§ **TASK OBJECTIVE**
With the images left out, print all of the records below exactly.
(RECORDS TO USE begins)
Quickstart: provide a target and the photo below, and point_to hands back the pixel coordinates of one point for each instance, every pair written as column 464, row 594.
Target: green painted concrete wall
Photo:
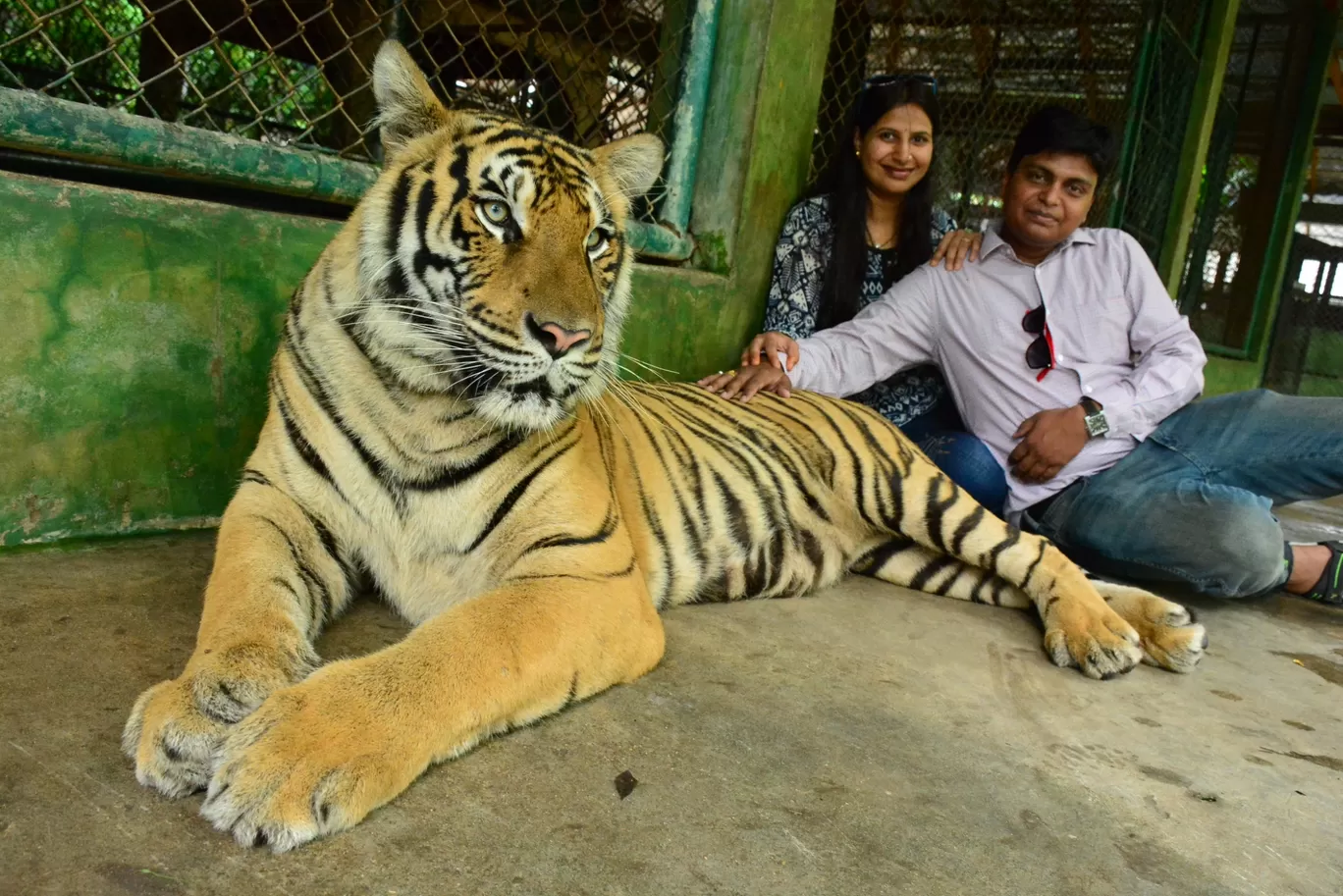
column 134, row 353
column 137, row 328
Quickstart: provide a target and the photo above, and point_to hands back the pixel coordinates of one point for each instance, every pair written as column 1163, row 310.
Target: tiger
column 449, row 427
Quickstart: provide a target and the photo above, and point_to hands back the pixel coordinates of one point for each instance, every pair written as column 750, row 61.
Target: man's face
column 1048, row 197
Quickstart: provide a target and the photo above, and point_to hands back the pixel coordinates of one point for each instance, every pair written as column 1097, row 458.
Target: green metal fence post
column 688, row 125
column 1294, row 181
column 1137, row 102
column 1208, row 89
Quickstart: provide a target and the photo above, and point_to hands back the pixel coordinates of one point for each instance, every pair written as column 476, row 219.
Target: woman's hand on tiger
column 767, row 345
column 744, row 385
column 958, row 247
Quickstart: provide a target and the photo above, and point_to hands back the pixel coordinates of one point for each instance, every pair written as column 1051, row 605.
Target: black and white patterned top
column 799, row 265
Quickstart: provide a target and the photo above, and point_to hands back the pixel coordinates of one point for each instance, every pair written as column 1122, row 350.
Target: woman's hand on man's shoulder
column 766, row 349
column 748, row 382
column 958, row 247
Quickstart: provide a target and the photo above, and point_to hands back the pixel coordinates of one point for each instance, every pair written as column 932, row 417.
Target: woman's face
column 896, row 152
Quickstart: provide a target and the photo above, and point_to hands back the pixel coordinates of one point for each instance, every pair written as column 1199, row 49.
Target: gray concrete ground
column 864, row 740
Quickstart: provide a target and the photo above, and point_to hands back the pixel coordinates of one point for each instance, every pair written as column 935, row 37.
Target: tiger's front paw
column 1170, row 636
column 176, row 725
column 313, row 761
column 1091, row 637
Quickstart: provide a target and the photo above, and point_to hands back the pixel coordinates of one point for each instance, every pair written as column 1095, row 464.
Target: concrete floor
column 865, row 740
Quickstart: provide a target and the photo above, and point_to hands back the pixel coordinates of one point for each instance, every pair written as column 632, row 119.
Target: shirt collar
column 994, row 242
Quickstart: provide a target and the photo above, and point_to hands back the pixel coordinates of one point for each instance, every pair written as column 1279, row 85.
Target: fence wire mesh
column 1306, row 356
column 1230, row 230
column 297, row 72
column 995, row 62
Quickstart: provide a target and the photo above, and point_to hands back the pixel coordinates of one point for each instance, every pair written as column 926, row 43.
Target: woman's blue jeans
column 1193, row 503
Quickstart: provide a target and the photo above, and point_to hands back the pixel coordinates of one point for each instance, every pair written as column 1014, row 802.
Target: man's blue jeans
column 1194, row 502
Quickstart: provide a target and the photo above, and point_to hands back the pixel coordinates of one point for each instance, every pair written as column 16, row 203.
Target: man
column 1069, row 361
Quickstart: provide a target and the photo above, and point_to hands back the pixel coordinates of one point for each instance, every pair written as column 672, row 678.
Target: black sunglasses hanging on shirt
column 1040, row 353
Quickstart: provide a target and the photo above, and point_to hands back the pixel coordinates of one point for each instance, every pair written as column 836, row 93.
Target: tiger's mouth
column 517, row 397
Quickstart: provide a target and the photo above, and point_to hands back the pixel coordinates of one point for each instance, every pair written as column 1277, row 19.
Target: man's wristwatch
column 1095, row 419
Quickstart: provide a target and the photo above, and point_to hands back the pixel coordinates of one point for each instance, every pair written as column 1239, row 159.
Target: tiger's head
column 493, row 259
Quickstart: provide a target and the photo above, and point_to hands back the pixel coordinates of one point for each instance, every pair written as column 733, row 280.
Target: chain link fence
column 1230, row 229
column 1306, row 356
column 995, row 62
column 297, row 73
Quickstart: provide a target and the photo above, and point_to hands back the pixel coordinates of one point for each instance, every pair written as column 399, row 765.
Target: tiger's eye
column 495, row 211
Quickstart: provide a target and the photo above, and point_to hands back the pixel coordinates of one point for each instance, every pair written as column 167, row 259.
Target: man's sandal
column 1330, row 587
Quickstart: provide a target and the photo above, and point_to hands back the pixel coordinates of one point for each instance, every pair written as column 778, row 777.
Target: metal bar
column 688, row 125
column 1138, row 101
column 1270, row 283
column 656, row 240
column 51, row 127
column 1198, row 132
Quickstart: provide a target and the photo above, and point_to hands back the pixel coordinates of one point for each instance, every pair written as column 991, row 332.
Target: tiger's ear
column 405, row 104
column 633, row 163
(RECORDS TO USE ends)
§ **SOLVED PROBLEM**
Quickstart: provide a target and the photo below, and point_to hands back the pixel coordinates of one point for each instance, every pair written as column 464, row 594.
Target: green painted concrete wall
Photo:
column 134, row 353
column 137, row 328
Quickstart: provide a target and the photo above, and point_to hands back the pixel coordinates of one point for each instance, every pair written as column 1163, row 310.
Target: tiger
column 449, row 427
Quickstart: provide a target and the photo above, and point_to hands back the pixel coordinates of one point for each instance, every pair written as column 750, row 61.
Target: man's face
column 1048, row 197
Quickstart: provide a target and the photo above, and point_to hands back the pixel coordinates of one point for each instance, every pair written as column 1097, row 458.
Target: green metal fence post
column 688, row 125
column 1294, row 181
column 1137, row 102
column 1208, row 89
Quickstart: provide a target and the photo above, and point_to hands back the pixel coordinates of one point for each instance, every pair written as column 476, row 219.
Target: woman's hand on tiger
column 767, row 345
column 744, row 385
column 958, row 247
Quickstart: provide a target and the photo above, and point_to hands back the pixel coordinates of one point for each instance, every pair written as column 1051, row 605.
Target: black and white patterned top
column 799, row 265
Quickstart: provide a target and the photo above, and point_to hands back the pixel coordinates of one point for each instance, every pair written as column 1122, row 350.
Target: woman's hand on man's shoulder
column 766, row 349
column 748, row 382
column 958, row 247
Quickstart: provide a target and the photo above, and point_to hands back the pixel coordinates of one point for each instance, every pair written as column 932, row 417.
Target: woman's face
column 896, row 152
Quickstart: provide a target and the photo above, and point_to hands back the pixel coordinates of one point for each instance, every pair written as column 1199, row 49.
Target: gray concrete ground
column 864, row 740
Quickstart: provide a target and the photo above, and point_to hands back the pixel coordinates of one point for each instance, every pair written as column 935, row 37.
Target: tiger's front paw
column 1170, row 636
column 176, row 725
column 313, row 761
column 1091, row 637
Quickstart: provide a target and the photo above, and point_to hands back the pixel coordinates of one point for each instance, every pair written as column 1095, row 464.
Target: concrete floor
column 865, row 740
Quickstart: provide a target and the photo above, and point_to hands back the pixel coordinates of one point for each instance, every pair written as column 632, row 119.
Target: shirt collar
column 994, row 242
Quickstart: provide a target and the photo above, and point_to hands back the pixel coordinates of one point for each instance, every pair written as column 1279, row 85.
Target: fence wire mesh
column 1306, row 356
column 1230, row 230
column 297, row 72
column 995, row 62
Quickstart: provide a target and the photo above, and point_to hands back the pixel coordinates of one point for each instance, every pair written as column 926, row 43.
Target: woman's blue jeans
column 1193, row 503
Quickstart: provide a target and the photo above, and point_to hands back the pixel coordinates of one point for each instance, every pair written as column 1014, row 802.
Target: man's blue jeans
column 1194, row 502
Quickstart: provide a target and the photo above, and point_to hands back the pixel coordinates of one point for each instance, every pair written as column 16, row 203.
Target: man
column 1069, row 361
Quickstart: provide a target and the photo above, and point_to hands back the pixel coordinates of one point for each instance, every pair written as column 672, row 678.
Target: black sunglasses hanging on shirt
column 1040, row 353
Quickstart: provide a target and the photo above, and point_to hands back the pixel coordinates of one point for each instance, every pair written as column 836, row 93.
Target: tiger's mouth
column 517, row 397
Quickstart: provide a target and the photo above, and point_to hands back the pixel coordinates of one point for each instance, every pair written as column 1277, row 19.
Target: man's wristwatch
column 1095, row 419
Quickstart: provide a target and the photo above, and point_to hands back the pixel coordinates of one point for each instance, every pair written as column 1239, row 159.
Target: tiger's head
column 493, row 259
Quickstart: provide a target and the photo above, and point_to hands back the pixel coordinates of one point for each instance, every pair written as column 733, row 280.
Target: chain link fence
column 1230, row 229
column 1306, row 356
column 995, row 62
column 297, row 73
Quickstart: provide a target and the photo above, and point_to hands back the pixel coordinates of one point for each instance, every pair written as column 399, row 765.
Target: tiger's eye
column 495, row 211
Quickstart: provide a target and the photo above, and point_to hands back the pixel coordinates of one point for each instance, every pair written as column 167, row 259.
Target: man's sandal
column 1330, row 587
Quickstart: provide a target and the photo above, and point_to hands back the pixel coordinates of one point for each instance, every pair written as column 778, row 777.
Target: metal bar
column 688, row 125
column 1138, row 101
column 1270, row 283
column 656, row 240
column 51, row 127
column 1198, row 132
Quickstart: provide a target and the photo above, and point_to hands back the pixel coordinates of one point for each instance, every pair written as column 991, row 332.
Target: tiger's ear
column 405, row 104
column 633, row 163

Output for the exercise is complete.